Fifty years ago today, David Steel's 1967 Abortion Act made it possible to access safe and legal abortion in Britain, a right that today most of us take for granted. Sadly the same rights were not extended to Northern Ireland and to this day all but a tiny minority of Northern Irish women are ineligible for a legal abortion in their home country even in cases of rape, incest, or the diagnosis of a fatal foetal abnormality.
In this way, Northern Ireland offers us a window to the past, as well as a vision of what Britain would be like if the Act had never been introduced, with women forced to travel to neighbouring countries to access the healthcare they need or risking life imprisonment for having the audacity to decide what is right for them and their families.
Marie Stopes International works in many countries around the world, where safe abortion services are restricted and we see the tragic consequences on a daily basis. Women who come to us bleeding, sometimes even dying after resorting to whatever methods are at their disposal, from buying counterfeit abortion drugs, visiting a 'quack' doctor or backstreet abortionist, or taking matters into their own hands with sharpened sticks or bicycle spokes.
The simple fact is that there will always be a need for safe abortion services, wherever you are in the world. A country's laws can either support women or put barriers in their path but either way women will do whatever it takes to end an unwanted pregnancy, risking their liberty or their lives if safe, legal abortion is not an option.
In the UK, 50 years after the Abortion Act, abortion still falls within criminal law and women still do not have the right to make one of the most fundamental decisions about her body and her life. But it feels like the tide is finally turning.
In March, Diana Johnson MP won the right to introduce a bill to fully decriminalise abortion. In June, after a campaign spearheaded by Stella Creasy MP the government announced that they would allow abortion care providers in England to offer funded services for Northern Irish women. Then in October a west London council passed a landmark decision to ban anti-choice campaigners from harassing women outside Marie Stopes UK's Ealing clinic.

**DATASET CONTENT**
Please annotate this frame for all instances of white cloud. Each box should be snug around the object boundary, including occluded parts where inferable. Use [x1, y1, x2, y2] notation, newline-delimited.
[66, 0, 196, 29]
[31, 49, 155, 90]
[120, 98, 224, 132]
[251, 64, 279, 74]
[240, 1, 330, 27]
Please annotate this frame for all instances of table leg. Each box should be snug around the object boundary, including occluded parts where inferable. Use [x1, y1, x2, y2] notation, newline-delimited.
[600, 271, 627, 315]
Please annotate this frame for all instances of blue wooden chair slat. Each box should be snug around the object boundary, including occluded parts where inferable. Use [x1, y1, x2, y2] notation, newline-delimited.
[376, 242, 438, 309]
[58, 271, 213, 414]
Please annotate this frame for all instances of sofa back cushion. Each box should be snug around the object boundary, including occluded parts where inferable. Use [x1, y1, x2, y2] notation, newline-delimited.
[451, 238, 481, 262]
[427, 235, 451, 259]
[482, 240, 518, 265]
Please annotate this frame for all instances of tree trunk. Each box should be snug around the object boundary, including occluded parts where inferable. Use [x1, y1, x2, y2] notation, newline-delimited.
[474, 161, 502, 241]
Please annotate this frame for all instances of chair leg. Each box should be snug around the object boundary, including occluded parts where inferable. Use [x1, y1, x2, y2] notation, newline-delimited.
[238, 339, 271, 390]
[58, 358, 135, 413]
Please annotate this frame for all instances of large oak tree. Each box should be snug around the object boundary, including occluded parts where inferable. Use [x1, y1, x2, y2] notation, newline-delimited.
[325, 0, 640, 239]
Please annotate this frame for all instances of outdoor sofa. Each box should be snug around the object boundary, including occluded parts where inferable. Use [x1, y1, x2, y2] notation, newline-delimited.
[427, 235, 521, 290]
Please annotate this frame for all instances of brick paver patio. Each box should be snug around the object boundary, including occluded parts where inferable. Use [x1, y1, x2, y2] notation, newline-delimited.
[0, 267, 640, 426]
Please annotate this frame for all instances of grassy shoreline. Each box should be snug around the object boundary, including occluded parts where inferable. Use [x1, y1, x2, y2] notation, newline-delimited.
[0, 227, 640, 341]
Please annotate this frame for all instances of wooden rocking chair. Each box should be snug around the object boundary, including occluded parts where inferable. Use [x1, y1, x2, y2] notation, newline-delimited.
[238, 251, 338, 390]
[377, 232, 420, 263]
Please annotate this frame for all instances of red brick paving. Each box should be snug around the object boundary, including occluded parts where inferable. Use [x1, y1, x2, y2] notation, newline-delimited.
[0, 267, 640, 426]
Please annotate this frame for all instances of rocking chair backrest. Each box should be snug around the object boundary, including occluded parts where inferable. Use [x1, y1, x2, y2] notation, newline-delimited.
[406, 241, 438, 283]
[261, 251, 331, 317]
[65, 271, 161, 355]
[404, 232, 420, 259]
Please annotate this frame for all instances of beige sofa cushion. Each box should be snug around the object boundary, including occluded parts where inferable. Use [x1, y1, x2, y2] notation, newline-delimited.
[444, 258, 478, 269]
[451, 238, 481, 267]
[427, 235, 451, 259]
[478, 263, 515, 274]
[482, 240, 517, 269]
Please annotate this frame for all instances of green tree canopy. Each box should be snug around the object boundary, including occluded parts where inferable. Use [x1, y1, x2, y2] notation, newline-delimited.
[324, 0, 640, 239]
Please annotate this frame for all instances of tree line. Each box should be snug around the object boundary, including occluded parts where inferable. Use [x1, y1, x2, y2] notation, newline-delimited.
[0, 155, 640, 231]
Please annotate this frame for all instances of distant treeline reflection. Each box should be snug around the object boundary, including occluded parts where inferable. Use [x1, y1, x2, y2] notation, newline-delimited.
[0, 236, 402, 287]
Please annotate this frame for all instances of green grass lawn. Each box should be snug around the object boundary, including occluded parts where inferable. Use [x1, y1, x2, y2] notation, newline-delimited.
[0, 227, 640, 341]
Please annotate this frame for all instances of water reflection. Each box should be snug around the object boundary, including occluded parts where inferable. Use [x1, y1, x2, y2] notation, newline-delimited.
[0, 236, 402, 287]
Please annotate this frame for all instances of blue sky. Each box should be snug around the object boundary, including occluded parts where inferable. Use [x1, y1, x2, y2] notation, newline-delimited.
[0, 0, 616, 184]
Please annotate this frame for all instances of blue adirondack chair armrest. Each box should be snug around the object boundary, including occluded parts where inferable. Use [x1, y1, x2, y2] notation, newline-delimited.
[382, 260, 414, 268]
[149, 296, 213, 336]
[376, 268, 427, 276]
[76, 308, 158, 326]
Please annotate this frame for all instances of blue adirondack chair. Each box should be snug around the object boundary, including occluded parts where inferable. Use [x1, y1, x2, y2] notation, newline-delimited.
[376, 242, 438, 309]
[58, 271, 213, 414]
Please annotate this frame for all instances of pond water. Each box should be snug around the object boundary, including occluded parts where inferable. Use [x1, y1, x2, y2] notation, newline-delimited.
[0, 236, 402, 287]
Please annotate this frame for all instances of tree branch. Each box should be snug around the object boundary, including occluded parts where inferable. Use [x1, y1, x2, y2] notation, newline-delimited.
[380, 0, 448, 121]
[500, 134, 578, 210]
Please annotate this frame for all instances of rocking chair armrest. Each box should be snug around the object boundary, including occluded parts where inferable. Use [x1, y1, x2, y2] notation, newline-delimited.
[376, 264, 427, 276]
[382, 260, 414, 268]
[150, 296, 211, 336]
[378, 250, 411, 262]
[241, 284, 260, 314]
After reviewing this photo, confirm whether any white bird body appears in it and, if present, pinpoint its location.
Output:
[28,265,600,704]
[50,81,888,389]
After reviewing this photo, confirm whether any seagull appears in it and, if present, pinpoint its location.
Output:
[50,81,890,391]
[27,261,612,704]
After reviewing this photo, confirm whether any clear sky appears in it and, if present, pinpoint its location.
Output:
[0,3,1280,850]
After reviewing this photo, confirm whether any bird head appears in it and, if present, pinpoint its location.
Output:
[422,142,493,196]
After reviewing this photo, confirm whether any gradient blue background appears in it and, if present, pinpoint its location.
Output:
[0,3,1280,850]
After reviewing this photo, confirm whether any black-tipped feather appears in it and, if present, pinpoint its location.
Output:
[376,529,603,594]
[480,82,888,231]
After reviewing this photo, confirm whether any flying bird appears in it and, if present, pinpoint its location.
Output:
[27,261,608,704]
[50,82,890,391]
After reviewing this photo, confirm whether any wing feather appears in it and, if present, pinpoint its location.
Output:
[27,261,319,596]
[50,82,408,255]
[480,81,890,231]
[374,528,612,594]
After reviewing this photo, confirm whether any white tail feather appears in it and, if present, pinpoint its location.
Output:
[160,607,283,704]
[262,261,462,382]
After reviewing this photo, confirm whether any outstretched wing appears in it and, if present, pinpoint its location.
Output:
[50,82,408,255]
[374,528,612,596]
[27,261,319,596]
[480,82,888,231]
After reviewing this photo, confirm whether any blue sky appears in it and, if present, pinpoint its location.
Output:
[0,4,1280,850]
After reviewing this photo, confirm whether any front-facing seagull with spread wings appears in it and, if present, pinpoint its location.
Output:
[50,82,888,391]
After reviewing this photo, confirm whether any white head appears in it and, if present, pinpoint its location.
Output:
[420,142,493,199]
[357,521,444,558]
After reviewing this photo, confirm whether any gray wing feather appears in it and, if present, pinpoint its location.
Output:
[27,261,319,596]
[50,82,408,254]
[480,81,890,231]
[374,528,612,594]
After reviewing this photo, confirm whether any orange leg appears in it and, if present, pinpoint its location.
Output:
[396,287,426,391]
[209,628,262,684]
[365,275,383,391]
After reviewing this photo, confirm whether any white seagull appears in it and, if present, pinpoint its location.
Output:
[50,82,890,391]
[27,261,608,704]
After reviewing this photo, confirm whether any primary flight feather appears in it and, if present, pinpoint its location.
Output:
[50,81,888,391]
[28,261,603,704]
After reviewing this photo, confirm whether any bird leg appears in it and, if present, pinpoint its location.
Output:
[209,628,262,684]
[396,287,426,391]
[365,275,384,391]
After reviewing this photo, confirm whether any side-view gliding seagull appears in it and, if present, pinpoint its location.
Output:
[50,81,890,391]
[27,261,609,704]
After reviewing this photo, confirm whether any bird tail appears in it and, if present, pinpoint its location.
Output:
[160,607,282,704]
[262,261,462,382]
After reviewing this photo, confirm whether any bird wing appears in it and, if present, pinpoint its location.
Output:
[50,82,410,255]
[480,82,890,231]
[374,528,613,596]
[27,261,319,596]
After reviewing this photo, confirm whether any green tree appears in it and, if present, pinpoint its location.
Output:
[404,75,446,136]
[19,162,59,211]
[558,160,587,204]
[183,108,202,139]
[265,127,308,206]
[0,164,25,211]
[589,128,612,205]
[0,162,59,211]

**TASK REQUIREMENTS**
(A) Copy the stretch of the Abortion Act article from "The simple fact" through "not an option.".
(B) Answer these questions from the Abortion Act article, one line each:
(i) Whose 1967 Abortion Act made safe and legal abortion possible in Britain?
(ii) In what month did Diana Johnson MP win the right to introduce a bill to fully decriminalise abortion?
(iii) Outside which clinic did a west London council ban anti-choice campaigners from harassing women?
(C) Put this sentence from the Abortion Act article into Spanish: "The simple fact is that there will always be a need for safe abortion services, wherever you are in the world."

**RESPONSE LIST**
(A)
The simple fact is that there will always be a need for safe abortion services, wherever you are in the world. A country's laws can either support women or put barriers in their path but either way women will do whatever it takes to end an unwanted pregnancy, risking their liberty or their lives if safe, legal abortion is not an option.

(B)
(i) David Steel's
(ii) March
(iii) Marie Stopes UK's Ealing clinic

(C) La simple realidad es que siempre habrá necesidad de servicios de aborto seguro, estés donde estés en el mundo.